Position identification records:
• • • • •

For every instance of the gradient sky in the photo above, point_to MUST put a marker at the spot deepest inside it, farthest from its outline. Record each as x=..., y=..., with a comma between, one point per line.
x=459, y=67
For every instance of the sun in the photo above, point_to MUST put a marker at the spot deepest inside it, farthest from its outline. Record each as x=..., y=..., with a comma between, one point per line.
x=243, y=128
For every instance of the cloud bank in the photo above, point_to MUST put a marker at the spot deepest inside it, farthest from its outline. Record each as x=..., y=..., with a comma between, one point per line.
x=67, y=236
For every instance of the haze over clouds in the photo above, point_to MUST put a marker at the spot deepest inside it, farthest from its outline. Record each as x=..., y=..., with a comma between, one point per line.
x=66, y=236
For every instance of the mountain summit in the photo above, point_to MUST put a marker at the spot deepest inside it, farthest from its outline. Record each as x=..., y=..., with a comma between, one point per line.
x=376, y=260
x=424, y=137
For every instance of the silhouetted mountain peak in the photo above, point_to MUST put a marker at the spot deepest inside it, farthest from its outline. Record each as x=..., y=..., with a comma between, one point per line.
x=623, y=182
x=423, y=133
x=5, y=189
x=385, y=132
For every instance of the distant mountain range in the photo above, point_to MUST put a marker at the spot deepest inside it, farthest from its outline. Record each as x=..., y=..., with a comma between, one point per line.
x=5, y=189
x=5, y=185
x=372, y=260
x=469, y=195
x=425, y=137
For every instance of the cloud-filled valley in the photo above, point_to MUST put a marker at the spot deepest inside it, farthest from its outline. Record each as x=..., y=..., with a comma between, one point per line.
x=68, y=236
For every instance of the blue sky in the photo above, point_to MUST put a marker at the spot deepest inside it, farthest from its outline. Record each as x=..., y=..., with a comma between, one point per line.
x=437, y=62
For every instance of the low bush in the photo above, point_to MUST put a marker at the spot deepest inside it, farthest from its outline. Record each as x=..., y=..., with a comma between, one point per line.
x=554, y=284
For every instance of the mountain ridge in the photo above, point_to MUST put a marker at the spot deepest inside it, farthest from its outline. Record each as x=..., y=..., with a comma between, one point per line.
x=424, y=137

• • • • •

## What to work on
Swap "photo above" for "image above" in every one of the rows above, and write all the rows out again with nothing else changed.

## Answer for the task
For every instance of the gradient sky in the image above, point_to MUST put a marker at the spot deepest inside it, farthest from its outline. Record each as x=..., y=..., with a comma between, one point per line.
x=459, y=67
For every instance of the sun in the image above, point_to MUST put a marker at the spot deepest inside it, farthest from its outline. Record each as x=..., y=..., with a comma between, one point per line.
x=243, y=128
For every instance of the cloud bank in the image above, point_to MUST put a marker at the spot deepest inside it, farthest from its outline. Record each as x=..., y=..., with a comma between, one point per line.
x=67, y=236
For every instance of the haze over clouds in the image above, point_to MUST put a marker at the spot deepest inside it, farthest from its outline. Record each as x=..., y=..., with a comma between, one point per line.
x=66, y=236
For every instance of the mountain summit in the image above, point_to MUST put a marker at the spot deepest inside it, farthest from its outline. Record each as x=..., y=..., with a comma between, one point per line.
x=376, y=260
x=424, y=137
For every instance of the silhouetted mountain peak in the image above, point_to MUST put a marker at the spot deepest inside it, farthest from its outline. Record each as x=..., y=..., with a comma between, one point per line.
x=623, y=182
x=423, y=133
x=5, y=189
x=385, y=132
For every instance of the distant mountain range in the image above, point_to MUST put a marker at the spot deepest inside it, farthest from its outline. Record each as x=..., y=..., with a comma between, one point per line.
x=5, y=189
x=5, y=185
x=372, y=260
x=469, y=195
x=425, y=137
For every instance of the cloud-filled valley in the image above, point_to MUST put a marker at the spot deepest inside it, farthest from its outline. Record each as x=..., y=..., with a comma between, one point per line.
x=68, y=236
For every instance of the blue sky in the image above, point_to MUST put a marker at the spot deepest inside it, farthest from its outline. Record each as x=..., y=..., with a comma between, one point per line.
x=437, y=62
For every instance of the low bush in the image above, point_to MUST put a marker at the spot deepest inside it, farthest from its outline. Record each as x=..., y=..., with a comma between, one point per line.
x=554, y=284
For every instance of the mountain ridge in the image above, point_to MUST put a marker at the spot deepest inside it, farthest from its outline. Record each as x=..., y=..., with a comma between, one point per line.
x=424, y=137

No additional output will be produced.